◆ WHAT TO WORK ON
Rewrite each of the lines below, substituting "image" for every "photo" and changing nothing else. Omit the pictures from your answer.

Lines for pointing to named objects
====

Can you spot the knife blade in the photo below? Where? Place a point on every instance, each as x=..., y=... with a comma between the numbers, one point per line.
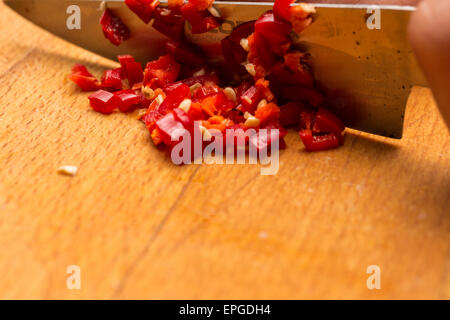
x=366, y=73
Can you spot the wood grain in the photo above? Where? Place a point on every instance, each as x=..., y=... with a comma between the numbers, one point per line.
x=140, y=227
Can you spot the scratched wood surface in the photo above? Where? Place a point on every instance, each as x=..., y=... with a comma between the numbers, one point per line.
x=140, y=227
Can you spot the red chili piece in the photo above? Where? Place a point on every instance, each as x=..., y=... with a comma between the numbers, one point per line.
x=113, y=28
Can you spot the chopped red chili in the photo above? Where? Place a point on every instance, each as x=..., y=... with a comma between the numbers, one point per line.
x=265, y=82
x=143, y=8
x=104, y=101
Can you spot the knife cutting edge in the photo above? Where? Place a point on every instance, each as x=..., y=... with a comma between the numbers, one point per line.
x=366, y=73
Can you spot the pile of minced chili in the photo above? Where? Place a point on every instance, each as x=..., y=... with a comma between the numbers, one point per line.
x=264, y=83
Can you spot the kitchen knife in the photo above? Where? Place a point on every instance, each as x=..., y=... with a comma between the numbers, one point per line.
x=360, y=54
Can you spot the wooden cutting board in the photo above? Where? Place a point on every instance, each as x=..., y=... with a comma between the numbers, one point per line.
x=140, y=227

====

◆ RESULT
Can you spot the knife blade in the image below? Where? Place a point on every instance, each as x=..., y=... with a comma between the numbers, one point per line.
x=366, y=73
Can you spot the wood grain in the image above? Where? Place a point on every instance, each as x=..., y=... with a comma between the numbers, one point per line.
x=140, y=227
Can you spot the scratched wood surface in the image above? Where? Place a point on every instance, each as x=..., y=... with a comma between the numbers, one point per line.
x=140, y=227
Can you spot the red chili piece in the image above? Where? Place a point on every instance, each as x=..., y=... with a comma between the numbers, one point per line.
x=113, y=28
Can you spot the chopped red chili in the image above? Where? Place a point on every instance, each as x=..., y=... with a comma between the numbers, one point per line.
x=265, y=82
x=143, y=8
x=104, y=101
Can you spot the knife cutting edge in the image above? Where? Place a point on every instance, each as x=..., y=... with a comma between the numbers, one point per line.
x=366, y=73
Can you spot the pile of minced chili in the image above? Where? Place a point on every instance, each as x=..., y=... with a comma between the numbers, one point per line.
x=264, y=83
Can you spot the kitchen knife in the image above? Where? Place a point on every instance, each as x=..., y=... with a comma between the numbers, one point per line.
x=360, y=54
Can you spot the wooden cutting board in the image above? Where? Place a point on every instance, each as x=..., y=... with a comma between the numbers, one point per line.
x=140, y=227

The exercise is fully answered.